Begin TEXT PASSAGE

After months of waiting, scientists have confirmed that all the rumors really are true: Kanye has released a new album. Also, humanity has directly detected gravitational waves from two enormous black holes smashing into one another a billion of years ago.

If you’re not sure why you should care, let me give you a painfully brief and overly simplistic overview: almost exactly 100 years ago, Einstein predicted that two objects moving around will cause “ripples” in the fabric of spacetime, like when you try to slow dance with a friend on a trampoline. The larger the objects, the bigger the ripples. But it’s such a tiny, tiny effect — imagine two ants slow-dancing on a trampoline — that for us to be able to detect it here on Earth, we need to have very, very massive objects.

Lucky for us, black holes exist. Or at least we were pretty sure they did. And when two black holes start slow-dancing, they cause ripples big enough for us to see, even though they’re 1.3 billion light years away from us.

That is exactly what happened, and scientists were able to spot it thanks to recently upgrading LIGO, the Laser Interferometer Gravity-Wave Observatory. LIGO is actually two detectors thousands of miles apart, each composed of two 2.5-mile long tunnels in the shape of an “L”. The gravitational waves were big enough to change the length of the tunnels, which is how the waves could be “seen.”

End TEXT PASSAGE

WHAT THIS EXERCISE ASKS.
1) List every distance or length that the passage on gravitational waves gives.
2) Repeat the gravitational-wave passage word for word, everything from "After months of" down to "very massive objects.".

Begin GIVEN ENTRIES

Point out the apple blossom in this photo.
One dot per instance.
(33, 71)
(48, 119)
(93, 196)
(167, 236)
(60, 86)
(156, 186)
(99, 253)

End GIVEN ENTRIES

SOLUTIONS BELOW.
1) 1.3 billion light years, thousands of miles, 2.5 miles

2)
After months of waiting, scientists have confirmed that all the rumors really are true: Kanye has released a new album. Also, humanity has directly detected gravitational waves from two enormous black holes smashing into one another a billion of years ago.

If you’re not sure why you should care, let me give you a painfully brief and overly simplistic overview: almost exactly 100 years ago, Einstein predicted that two objects moving around will cause “ripples” in the fabric of spacetime, like when you try to slow dance with a friend on a trampoline. The larger the objects, the bigger the ripples. But it’s such a tiny, tiny effect — imagine two ants slow-dancing on a trampoline — that for us to be able to detect it here on Earth, we need to have very, very massive objects.